WHAT YOU WILL DO:
Nothing in the data may be altered as it is transcribed.

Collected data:
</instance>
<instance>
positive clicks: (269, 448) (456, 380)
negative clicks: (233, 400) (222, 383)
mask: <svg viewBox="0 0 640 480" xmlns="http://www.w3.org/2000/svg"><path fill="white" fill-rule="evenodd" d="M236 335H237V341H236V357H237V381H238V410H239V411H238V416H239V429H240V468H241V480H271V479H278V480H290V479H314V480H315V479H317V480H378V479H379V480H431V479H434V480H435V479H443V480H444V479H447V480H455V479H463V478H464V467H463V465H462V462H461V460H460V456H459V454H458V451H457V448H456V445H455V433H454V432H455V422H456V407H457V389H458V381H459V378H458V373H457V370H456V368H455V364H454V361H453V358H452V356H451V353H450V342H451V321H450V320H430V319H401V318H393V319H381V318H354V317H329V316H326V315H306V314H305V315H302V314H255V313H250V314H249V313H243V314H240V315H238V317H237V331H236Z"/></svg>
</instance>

TASK RESULT:
</instance>
<instance>
positive clicks: (269, 448) (456, 380)
negative clicks: (233, 400) (222, 383)
mask: <svg viewBox="0 0 640 480" xmlns="http://www.w3.org/2000/svg"><path fill="white" fill-rule="evenodd" d="M236 335H237V341H236V357H237V381H238V410H239V411H238V416H239V429H240V468H241V480H271V479H278V480H290V479H314V480H315V479H317V480H378V479H379V480H431V479H434V480H435V479H443V480H444V479H447V480H455V479H463V478H464V467H463V465H462V462H461V460H460V456H459V454H458V451H457V448H456V445H455V433H454V432H455V422H456V407H457V389H458V381H459V378H458V373H457V370H456V368H455V364H454V361H453V358H452V356H451V353H450V342H451V321H450V320H430V319H401V318H393V319H381V318H354V317H329V316H326V315H306V314H305V315H302V314H255V313H250V314H249V313H243V314H240V315H238V317H237V331H236Z"/></svg>
</instance>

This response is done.